* [EXERCISES TO COMPLETE]:
**1.** Using the article on California farmers facing drought, answer these:
(a) How many acres does Del Bosque farm?
(b) Around what month will the newly planted melons produce fruit?
(c) How many workers does Del Bosque have?
**2.** Can you carry on the article on California farmers facing drought from the point where it stops?

* [TEXT SECTION]:
========

Facing drought, farmers plan for 'economic disaster'

As workers in California spend their days planting a field of melons…

Farmer Joe Del Bosque says he hopes he will have enough water to see the fruit of his labor.

A marketable crop is what he desperately needs. Especially since Del Bosque is leaving a third of his 2,000-acre farm, near Firebaugh, unseeded this year due to extreme drought.

"So, on this side, we have a field that's planted in melons about a week ago. It's going to develop and produce fruit about in August, {there'll be a lot of people working here harvesting these melons in August. Over here, we have a field that is not planted. It has no water, we won't plant nothing, you'll see no crops there. You'll see no people working there, and there'll be no food coming from this field this year.”

He’s not the only one leaving fields barren this year.

Many California farmers say they expect to receive little water from state and federal agencies that regulate reservoirs and canals. That makes it hard to plan for harvest season.

Del Bosque - who grows melons, asparagus, sweet corn, almonds and cherries - said his operation could lose more than half a million dollars in income, and leave many of his 700 workers unemployed.

"It's an economic disaster. We don't plant crops, we don't have jobs, we don't produce food. And as we saw during the pandemic, you know, this industry is essential for everyone. We work to feed everybody.”

========

(Source records)
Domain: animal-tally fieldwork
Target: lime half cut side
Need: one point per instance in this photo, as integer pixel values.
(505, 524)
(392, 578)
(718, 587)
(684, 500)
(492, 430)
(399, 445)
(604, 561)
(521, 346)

========

* [ANSWERS TO THIS EXERCISE]:
**1.**
(a) 2,000 acres
(b) August
(c) 700

**2.**
He and other farmers say drought has been made worse by California's lack of investment in water storage infrastructure over the last 40 years.

Ernest Conant, Regional Director of the Bureau of Reclamation, says the agency has had to reduce water allocation to “effectively zero”.

"This year is the worst drought, the worst year since 1977... Runoff from our streams is more acute at times, we have less snowpack, it would appear, with changing climate change, and as a result, we need to build additional storage long term. We are pursuing several projects, as is the state of California, to develop additional storage. But you know, that's going to take a number of years to develop.”

But time is of the essence for farmers and farm workers, whose livelihoods rely on well-watered crops... which also contribute to a huge chunk of California's economy.